▸ Written problem:
Identify every line of the data below that contains the string "Give", and copy each such line in full. Case counts.

▸ Input material:

- - - -

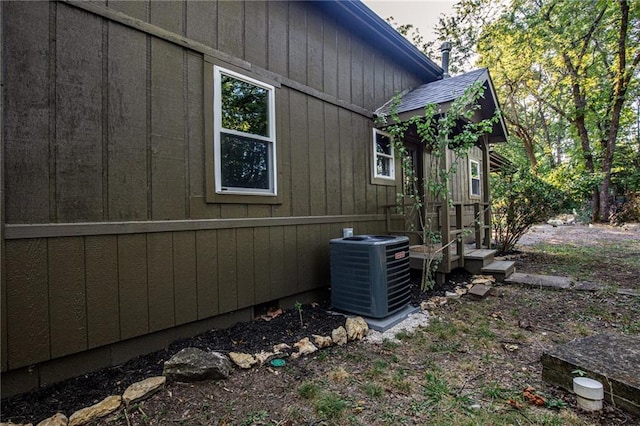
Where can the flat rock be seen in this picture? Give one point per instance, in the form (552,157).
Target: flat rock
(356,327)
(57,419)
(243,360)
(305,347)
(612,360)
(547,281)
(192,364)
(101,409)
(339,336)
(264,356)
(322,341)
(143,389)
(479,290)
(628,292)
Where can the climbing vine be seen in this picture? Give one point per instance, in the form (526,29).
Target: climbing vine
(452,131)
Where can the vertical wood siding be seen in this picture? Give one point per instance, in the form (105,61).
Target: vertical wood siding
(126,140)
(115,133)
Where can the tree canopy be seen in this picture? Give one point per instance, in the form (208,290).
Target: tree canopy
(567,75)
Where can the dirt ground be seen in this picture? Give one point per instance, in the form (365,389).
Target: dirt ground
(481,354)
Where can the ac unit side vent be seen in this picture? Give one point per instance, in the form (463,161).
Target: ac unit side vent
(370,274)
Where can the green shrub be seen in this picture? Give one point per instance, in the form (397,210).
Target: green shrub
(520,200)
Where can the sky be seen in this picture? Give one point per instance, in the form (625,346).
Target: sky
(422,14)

- - - -

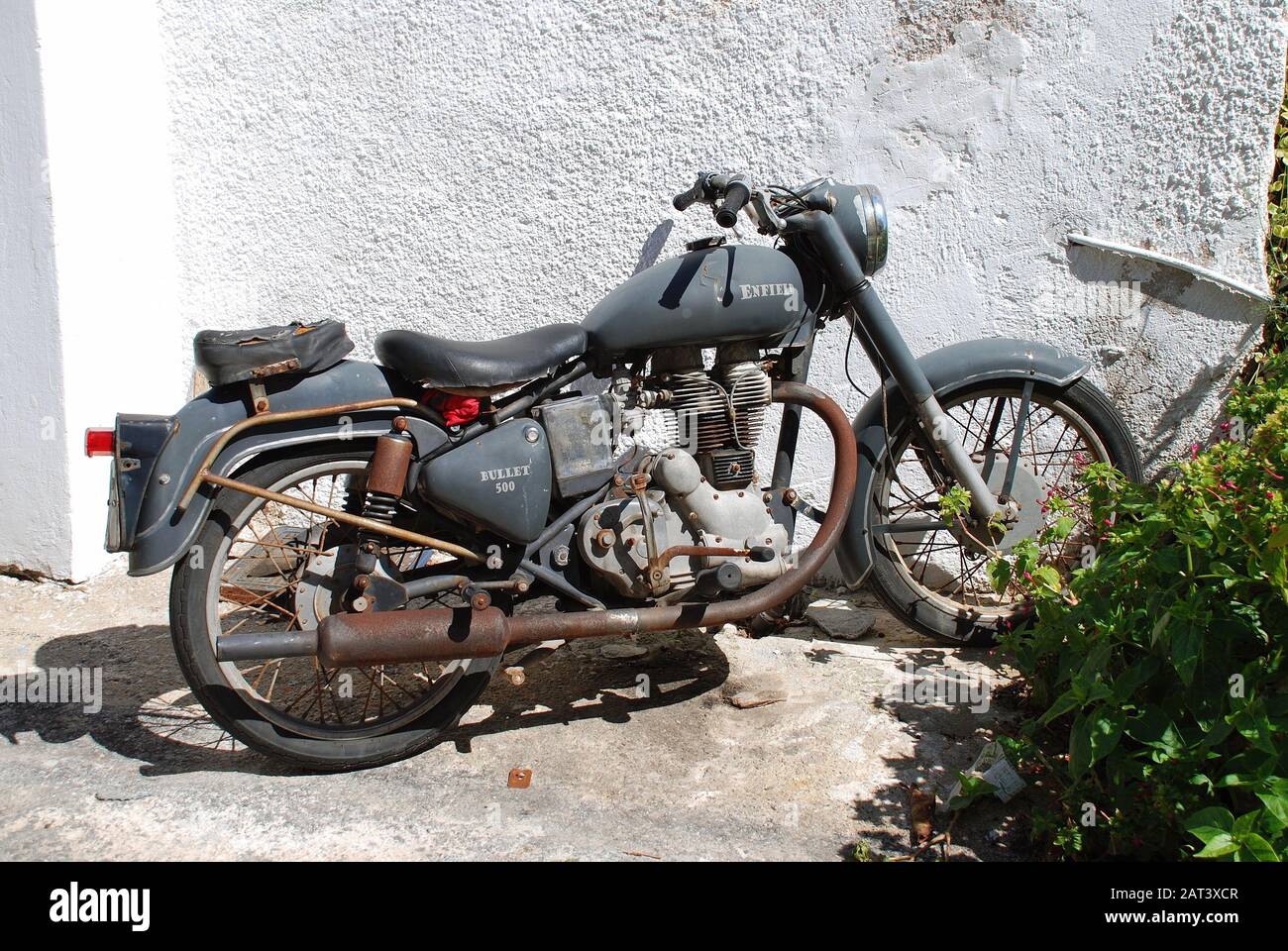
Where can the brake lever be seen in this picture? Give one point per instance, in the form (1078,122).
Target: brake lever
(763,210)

- - - -

▸ The answer:
Where can the flat rock be seen in this picture? Give one point per instance, in the form (552,157).
Where can the climbing vine be seen in this picture? Give one point per instance, in the form (526,29).
Where can the vertical wood siding be seen in this picture? Give one point per instance, in the form (105,61).
Where can the tree canopy be seen in this picture? Give one point per instance, in the form (208,290).
Where can the dirt ground be seen in this picture? Give one point per instance, in the form (365,389).
Where can the ac unit side vent be seen in this picture? Give one point per instance, in the form (463,161).
Where can the green shrub be seen in this picture? Give one point per instance, in the form (397,210).
Where can the sky be seen in this picture? Give one point per instance, in the form (625,346).
Where can the brake lever be seen in this picture? Give one point per instance, in the form (1078,122).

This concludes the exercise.